TASK TO CARRY OUT: Only the lines from the one containing "Please complete this annotation. The target class is green" to the end of the records belong in the output; print them exactly.

— Begin —

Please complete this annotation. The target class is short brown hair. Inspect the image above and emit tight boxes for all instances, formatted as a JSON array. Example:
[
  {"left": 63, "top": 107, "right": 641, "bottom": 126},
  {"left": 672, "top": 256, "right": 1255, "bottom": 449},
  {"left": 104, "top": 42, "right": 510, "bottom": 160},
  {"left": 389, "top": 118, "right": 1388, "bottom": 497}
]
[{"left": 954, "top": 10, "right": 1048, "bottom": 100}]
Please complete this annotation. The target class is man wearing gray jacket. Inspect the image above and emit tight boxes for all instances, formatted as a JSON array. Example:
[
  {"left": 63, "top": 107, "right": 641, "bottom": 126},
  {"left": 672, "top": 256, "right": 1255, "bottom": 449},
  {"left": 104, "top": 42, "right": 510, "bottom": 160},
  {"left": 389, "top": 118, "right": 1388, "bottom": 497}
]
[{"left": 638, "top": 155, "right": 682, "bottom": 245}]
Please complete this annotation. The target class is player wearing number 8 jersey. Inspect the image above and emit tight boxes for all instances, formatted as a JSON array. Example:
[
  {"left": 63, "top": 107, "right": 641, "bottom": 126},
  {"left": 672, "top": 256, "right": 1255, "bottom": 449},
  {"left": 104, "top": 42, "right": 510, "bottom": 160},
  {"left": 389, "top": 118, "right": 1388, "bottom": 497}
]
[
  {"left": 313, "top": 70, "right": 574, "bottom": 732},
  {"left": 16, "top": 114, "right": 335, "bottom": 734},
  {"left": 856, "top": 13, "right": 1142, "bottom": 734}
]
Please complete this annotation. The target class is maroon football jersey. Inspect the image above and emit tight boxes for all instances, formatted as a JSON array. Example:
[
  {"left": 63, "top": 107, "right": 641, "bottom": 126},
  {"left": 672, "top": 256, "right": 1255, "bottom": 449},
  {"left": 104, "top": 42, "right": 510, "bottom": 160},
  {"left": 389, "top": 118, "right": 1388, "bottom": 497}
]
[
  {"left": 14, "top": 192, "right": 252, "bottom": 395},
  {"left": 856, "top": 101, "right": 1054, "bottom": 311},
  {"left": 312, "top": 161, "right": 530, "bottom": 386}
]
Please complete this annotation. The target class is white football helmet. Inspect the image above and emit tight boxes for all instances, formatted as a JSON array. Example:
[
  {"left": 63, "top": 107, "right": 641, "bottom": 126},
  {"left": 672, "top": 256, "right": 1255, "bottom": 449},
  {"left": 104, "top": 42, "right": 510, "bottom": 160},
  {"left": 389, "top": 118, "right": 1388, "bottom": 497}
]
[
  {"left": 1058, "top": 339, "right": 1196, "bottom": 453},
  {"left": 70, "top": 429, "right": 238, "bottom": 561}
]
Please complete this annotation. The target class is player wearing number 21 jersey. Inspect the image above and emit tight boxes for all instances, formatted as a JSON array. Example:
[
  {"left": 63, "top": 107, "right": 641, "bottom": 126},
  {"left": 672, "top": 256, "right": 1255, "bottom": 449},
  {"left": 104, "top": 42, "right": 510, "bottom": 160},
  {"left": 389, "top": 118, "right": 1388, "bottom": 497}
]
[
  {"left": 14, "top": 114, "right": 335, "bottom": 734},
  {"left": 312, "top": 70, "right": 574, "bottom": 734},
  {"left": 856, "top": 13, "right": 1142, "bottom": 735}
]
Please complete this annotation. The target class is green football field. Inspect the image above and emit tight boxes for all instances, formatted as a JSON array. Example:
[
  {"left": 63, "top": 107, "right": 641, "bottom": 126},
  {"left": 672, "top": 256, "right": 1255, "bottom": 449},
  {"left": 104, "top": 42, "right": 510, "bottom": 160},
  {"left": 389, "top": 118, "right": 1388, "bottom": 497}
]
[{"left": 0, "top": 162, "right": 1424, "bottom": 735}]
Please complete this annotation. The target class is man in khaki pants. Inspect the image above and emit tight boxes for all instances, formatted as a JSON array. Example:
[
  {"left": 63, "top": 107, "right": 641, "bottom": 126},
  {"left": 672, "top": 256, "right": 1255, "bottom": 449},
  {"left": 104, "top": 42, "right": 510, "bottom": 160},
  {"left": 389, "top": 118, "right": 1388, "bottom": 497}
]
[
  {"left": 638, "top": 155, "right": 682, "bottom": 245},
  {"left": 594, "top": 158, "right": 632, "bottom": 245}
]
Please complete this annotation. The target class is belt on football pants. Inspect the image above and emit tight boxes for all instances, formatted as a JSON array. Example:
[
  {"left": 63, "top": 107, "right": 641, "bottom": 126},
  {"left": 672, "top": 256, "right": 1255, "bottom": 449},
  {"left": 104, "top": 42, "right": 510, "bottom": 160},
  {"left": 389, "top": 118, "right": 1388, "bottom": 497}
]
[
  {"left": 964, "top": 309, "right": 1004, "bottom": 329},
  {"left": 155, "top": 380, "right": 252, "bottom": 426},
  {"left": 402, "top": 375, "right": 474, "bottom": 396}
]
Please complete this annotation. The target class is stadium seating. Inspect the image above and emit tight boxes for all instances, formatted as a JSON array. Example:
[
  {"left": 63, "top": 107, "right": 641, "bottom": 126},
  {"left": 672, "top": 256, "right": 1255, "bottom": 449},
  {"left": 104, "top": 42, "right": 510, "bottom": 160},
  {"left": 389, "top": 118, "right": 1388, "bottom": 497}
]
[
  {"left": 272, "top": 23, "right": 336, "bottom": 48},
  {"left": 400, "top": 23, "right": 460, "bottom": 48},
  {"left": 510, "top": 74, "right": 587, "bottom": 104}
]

— End —

RESULT FOR THIS TASK:
Please complete this annotation. The target class is green football field. Inspect the image above and emit tight boxes for all instances, formatted as a JSON array. Example:
[
  {"left": 63, "top": 107, "right": 641, "bottom": 126},
  {"left": 672, "top": 256, "right": 1255, "bottom": 449},
  {"left": 104, "top": 42, "right": 510, "bottom": 160},
  {"left": 389, "top": 118, "right": 1388, "bottom": 497}
]
[{"left": 0, "top": 162, "right": 1424, "bottom": 735}]
Please complete this annotation. The target class is man in khaki pants. Inspect the image above and emit tight boxes for all instances, formatted as a JSON array. Example:
[
  {"left": 63, "top": 107, "right": 641, "bottom": 126},
  {"left": 672, "top": 256, "right": 1255, "bottom": 449},
  {"left": 104, "top": 42, "right": 510, "bottom": 160},
  {"left": 389, "top": 118, "right": 1388, "bottom": 497}
]
[
  {"left": 638, "top": 155, "right": 682, "bottom": 245},
  {"left": 594, "top": 158, "right": 632, "bottom": 245}
]
Please complete this annotation. The target class is belt on football pants. Inspect the image above and emit tight boxes for all instances, formatted as a JSON array. Example:
[
  {"left": 63, "top": 107, "right": 641, "bottom": 126},
  {"left": 672, "top": 256, "right": 1255, "bottom": 449},
  {"left": 104, "top": 42, "right": 510, "bottom": 160},
  {"left": 389, "top": 118, "right": 1388, "bottom": 497}
]
[
  {"left": 964, "top": 309, "right": 1004, "bottom": 329},
  {"left": 155, "top": 380, "right": 252, "bottom": 426},
  {"left": 402, "top": 375, "right": 474, "bottom": 396}
]
Please complete this annotation. The target class is stadium seating. Inspect the image above and emit tight boxes for all instances, formatted as a JSON array. Example:
[
  {"left": 63, "top": 107, "right": 641, "bottom": 126},
  {"left": 672, "top": 256, "right": 1255, "bottom": 449},
  {"left": 104, "top": 42, "right": 510, "bottom": 160},
  {"left": 389, "top": 118, "right": 1388, "bottom": 497}
]
[
  {"left": 272, "top": 23, "right": 336, "bottom": 48},
  {"left": 400, "top": 23, "right": 460, "bottom": 48},
  {"left": 510, "top": 74, "right": 587, "bottom": 104}
]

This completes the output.